**Raw records**
■ ■ ■ ■

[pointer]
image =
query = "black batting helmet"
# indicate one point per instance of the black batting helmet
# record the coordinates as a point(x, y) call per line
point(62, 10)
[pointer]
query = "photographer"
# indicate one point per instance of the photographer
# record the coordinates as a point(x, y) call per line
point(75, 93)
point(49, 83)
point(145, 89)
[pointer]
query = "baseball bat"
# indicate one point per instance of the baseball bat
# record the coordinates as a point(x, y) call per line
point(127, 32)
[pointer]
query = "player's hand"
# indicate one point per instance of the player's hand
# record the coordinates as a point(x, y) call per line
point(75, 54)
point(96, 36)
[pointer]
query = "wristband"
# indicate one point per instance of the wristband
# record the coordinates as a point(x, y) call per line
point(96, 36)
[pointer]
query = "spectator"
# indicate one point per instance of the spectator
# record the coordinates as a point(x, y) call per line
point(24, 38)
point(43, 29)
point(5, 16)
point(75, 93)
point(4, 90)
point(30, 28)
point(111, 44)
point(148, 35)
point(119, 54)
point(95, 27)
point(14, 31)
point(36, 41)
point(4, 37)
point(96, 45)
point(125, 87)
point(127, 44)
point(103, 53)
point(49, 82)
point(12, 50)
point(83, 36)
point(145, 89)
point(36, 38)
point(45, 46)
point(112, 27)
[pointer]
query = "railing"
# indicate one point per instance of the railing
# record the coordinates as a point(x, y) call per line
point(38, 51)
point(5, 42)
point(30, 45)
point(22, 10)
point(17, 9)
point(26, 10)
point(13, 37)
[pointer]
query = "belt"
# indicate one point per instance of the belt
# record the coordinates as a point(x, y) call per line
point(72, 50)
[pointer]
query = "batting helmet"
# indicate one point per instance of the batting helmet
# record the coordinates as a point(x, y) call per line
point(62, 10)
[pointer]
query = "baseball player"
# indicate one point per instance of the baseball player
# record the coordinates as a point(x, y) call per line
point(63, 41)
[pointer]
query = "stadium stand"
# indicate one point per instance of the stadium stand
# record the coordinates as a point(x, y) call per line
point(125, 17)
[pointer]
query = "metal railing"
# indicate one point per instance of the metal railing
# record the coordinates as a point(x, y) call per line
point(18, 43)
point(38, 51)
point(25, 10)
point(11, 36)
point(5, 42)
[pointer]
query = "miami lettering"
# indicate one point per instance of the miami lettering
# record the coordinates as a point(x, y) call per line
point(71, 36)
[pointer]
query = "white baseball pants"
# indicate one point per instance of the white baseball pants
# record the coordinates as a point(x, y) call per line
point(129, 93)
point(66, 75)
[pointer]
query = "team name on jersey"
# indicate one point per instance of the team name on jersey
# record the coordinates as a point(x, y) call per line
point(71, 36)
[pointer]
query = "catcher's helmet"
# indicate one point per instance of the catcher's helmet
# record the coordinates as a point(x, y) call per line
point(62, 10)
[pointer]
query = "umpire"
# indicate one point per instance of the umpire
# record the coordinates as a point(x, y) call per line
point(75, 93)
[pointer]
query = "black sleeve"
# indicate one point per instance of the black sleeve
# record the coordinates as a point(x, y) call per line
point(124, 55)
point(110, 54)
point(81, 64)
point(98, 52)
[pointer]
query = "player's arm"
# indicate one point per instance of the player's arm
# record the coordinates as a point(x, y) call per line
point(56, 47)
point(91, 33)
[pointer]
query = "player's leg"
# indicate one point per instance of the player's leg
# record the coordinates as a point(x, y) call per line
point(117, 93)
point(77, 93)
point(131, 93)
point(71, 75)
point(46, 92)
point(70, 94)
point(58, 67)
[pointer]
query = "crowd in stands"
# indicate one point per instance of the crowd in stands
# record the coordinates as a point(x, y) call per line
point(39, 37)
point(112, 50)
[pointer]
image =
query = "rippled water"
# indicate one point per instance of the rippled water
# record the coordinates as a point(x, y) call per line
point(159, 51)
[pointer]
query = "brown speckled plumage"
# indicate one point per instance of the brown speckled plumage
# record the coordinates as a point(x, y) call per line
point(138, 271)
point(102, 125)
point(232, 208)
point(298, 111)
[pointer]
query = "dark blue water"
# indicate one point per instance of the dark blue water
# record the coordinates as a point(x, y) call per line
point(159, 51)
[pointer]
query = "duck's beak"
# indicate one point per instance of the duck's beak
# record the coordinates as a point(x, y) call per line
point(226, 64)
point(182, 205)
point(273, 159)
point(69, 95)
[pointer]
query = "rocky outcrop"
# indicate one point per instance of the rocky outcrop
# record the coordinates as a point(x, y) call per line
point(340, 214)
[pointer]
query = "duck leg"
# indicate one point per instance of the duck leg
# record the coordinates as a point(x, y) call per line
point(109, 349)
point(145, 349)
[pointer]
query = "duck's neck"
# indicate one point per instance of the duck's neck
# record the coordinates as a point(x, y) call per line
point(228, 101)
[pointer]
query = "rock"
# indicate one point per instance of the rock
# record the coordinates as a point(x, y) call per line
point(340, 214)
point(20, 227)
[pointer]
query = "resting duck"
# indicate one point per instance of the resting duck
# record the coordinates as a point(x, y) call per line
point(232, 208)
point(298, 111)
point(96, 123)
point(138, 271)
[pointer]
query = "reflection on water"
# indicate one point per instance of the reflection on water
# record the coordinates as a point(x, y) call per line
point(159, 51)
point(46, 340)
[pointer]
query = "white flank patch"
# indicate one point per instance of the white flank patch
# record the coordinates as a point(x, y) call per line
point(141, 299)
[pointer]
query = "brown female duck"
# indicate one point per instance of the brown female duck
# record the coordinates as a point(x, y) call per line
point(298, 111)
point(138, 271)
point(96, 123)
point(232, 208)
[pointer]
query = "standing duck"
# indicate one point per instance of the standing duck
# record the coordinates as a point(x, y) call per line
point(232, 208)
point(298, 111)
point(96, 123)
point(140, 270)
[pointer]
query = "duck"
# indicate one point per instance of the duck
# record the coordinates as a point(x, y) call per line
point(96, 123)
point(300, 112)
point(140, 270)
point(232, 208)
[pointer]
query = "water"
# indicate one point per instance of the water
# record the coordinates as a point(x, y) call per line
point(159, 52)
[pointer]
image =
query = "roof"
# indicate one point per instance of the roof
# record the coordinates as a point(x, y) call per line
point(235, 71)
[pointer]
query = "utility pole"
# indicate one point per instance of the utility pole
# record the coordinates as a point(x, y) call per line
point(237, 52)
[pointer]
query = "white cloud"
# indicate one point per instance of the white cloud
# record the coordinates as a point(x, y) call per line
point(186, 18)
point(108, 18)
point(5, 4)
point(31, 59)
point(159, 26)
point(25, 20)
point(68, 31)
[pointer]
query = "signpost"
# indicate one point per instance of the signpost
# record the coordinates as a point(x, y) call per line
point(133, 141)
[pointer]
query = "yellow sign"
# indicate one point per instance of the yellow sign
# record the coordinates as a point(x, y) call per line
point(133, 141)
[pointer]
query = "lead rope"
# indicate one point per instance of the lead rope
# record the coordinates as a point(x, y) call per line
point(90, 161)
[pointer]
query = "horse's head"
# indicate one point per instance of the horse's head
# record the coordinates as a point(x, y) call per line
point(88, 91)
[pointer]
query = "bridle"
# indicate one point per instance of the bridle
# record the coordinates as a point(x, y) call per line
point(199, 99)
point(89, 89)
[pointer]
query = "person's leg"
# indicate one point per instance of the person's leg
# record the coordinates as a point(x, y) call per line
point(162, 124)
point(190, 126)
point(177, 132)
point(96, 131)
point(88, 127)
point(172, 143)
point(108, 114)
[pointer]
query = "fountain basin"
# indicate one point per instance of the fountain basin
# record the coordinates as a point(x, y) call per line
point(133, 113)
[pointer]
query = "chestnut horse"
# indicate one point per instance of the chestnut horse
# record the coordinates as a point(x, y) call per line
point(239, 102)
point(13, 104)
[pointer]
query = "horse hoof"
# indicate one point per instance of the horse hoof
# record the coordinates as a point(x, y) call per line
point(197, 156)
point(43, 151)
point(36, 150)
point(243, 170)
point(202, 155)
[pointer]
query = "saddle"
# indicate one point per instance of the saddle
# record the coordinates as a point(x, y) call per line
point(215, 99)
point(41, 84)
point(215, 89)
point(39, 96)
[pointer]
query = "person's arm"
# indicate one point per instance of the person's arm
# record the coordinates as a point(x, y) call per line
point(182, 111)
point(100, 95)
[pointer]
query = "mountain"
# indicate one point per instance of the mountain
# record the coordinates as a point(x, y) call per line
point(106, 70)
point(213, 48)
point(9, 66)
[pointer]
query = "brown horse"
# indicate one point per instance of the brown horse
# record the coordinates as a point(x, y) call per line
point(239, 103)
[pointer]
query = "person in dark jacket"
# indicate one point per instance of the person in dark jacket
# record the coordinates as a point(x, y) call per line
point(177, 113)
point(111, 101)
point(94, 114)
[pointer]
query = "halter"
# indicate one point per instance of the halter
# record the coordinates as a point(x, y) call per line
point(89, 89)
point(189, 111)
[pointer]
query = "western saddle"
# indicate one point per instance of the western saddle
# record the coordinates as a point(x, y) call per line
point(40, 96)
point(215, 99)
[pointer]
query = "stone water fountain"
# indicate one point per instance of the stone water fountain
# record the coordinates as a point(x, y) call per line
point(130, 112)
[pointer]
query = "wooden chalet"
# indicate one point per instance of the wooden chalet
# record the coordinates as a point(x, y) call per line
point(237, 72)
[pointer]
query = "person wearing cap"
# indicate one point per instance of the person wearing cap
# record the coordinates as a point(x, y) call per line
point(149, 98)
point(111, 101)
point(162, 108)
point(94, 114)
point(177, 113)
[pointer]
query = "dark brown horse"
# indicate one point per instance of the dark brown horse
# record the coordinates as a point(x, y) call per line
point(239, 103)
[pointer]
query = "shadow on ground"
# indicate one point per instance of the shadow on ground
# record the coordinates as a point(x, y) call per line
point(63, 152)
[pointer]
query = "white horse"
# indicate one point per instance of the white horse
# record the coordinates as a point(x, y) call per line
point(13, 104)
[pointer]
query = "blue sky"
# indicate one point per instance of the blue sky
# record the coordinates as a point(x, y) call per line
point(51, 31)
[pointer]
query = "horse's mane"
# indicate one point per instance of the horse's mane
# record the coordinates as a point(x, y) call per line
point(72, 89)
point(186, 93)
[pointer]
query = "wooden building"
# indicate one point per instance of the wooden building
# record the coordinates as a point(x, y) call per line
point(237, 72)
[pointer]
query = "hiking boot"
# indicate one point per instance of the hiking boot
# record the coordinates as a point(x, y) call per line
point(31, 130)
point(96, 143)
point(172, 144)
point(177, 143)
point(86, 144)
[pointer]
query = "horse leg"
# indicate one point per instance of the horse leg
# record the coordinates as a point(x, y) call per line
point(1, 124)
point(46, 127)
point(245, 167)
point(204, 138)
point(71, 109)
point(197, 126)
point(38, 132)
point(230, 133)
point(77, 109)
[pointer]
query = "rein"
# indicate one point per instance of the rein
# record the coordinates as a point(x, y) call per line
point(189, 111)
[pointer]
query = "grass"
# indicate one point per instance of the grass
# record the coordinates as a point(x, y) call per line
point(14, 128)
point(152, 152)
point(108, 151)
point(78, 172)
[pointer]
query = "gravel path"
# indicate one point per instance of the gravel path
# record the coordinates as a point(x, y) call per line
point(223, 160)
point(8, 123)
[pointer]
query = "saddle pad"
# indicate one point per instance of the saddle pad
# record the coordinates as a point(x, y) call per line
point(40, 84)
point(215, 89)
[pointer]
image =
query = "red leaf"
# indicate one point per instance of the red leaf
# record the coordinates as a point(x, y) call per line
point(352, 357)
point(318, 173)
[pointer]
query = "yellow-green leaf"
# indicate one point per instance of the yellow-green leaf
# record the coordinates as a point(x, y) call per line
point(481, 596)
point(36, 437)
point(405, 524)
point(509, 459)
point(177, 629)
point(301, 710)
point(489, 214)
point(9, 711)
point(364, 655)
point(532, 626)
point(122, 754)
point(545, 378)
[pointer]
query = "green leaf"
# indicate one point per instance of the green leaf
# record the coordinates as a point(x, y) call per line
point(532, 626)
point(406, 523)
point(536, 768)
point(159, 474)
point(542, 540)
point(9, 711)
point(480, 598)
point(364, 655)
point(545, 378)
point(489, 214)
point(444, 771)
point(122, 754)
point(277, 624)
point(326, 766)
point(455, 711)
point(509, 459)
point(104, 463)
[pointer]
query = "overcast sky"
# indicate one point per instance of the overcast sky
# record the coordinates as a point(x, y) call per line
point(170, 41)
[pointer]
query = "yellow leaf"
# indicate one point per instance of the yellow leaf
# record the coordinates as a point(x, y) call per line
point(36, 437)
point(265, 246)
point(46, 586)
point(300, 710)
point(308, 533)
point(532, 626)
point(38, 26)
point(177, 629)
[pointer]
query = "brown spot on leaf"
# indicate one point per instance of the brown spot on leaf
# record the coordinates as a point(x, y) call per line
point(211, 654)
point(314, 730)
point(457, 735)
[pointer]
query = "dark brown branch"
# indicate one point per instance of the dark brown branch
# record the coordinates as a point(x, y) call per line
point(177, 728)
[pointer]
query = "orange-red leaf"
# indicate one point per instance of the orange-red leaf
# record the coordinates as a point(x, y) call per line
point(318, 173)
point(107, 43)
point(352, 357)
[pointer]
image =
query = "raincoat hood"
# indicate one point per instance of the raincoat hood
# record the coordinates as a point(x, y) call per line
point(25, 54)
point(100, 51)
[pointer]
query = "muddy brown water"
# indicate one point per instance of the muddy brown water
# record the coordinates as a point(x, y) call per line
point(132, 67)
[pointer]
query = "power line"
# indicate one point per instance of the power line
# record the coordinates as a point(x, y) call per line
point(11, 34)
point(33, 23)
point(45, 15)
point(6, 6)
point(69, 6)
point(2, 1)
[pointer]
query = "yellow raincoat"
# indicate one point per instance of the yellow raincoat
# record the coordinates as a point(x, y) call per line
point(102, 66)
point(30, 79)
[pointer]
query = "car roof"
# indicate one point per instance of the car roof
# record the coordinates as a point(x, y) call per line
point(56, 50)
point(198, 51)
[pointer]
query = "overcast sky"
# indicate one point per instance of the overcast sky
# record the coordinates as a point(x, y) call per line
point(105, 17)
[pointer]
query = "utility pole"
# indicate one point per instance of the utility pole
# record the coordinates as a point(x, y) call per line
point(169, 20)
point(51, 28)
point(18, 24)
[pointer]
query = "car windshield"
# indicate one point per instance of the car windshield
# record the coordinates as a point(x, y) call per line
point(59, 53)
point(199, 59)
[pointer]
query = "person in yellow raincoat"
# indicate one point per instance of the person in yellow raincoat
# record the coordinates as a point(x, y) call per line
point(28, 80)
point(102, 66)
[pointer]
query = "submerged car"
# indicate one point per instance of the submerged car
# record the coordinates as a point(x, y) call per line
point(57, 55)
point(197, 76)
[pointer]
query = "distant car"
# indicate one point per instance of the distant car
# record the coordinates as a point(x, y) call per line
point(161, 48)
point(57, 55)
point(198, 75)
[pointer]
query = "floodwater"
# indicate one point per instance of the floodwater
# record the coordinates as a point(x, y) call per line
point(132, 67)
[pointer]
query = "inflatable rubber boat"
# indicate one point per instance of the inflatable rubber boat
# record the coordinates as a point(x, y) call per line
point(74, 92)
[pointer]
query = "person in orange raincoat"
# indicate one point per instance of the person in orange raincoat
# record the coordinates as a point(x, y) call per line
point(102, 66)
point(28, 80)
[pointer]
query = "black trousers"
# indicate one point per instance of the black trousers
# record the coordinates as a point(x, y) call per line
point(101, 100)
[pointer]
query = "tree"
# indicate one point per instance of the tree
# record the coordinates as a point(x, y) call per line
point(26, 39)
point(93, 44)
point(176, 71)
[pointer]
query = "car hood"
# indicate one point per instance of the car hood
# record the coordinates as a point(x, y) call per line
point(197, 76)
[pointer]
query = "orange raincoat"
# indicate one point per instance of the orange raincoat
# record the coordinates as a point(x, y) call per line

■ ■ ■ ■

**Your task**
Can you turn the material above, from its first line up to and including the line with "point(127, 32)", into a two-column CSV with the headers "prompt" and "response", giving one row per request with its text and its answer? Put each value in a single quoted field, with any line breaks replaced by spaces.

**Completed exercise**
prompt,response
"[pointer] image = query = ""black batting helmet"" # indicate one point per instance of the black batting helmet # record the coordinates as a point(x, y) call per line","point(62, 10)"
"[pointer] query = ""photographer"" # indicate one point per instance of the photographer # record the coordinates as a point(x, y) call per line","point(75, 93) point(49, 83) point(145, 89)"
"[pointer] query = ""baseball bat"" # indicate one point per instance of the baseball bat # record the coordinates as a point(x, y) call per line","point(127, 32)"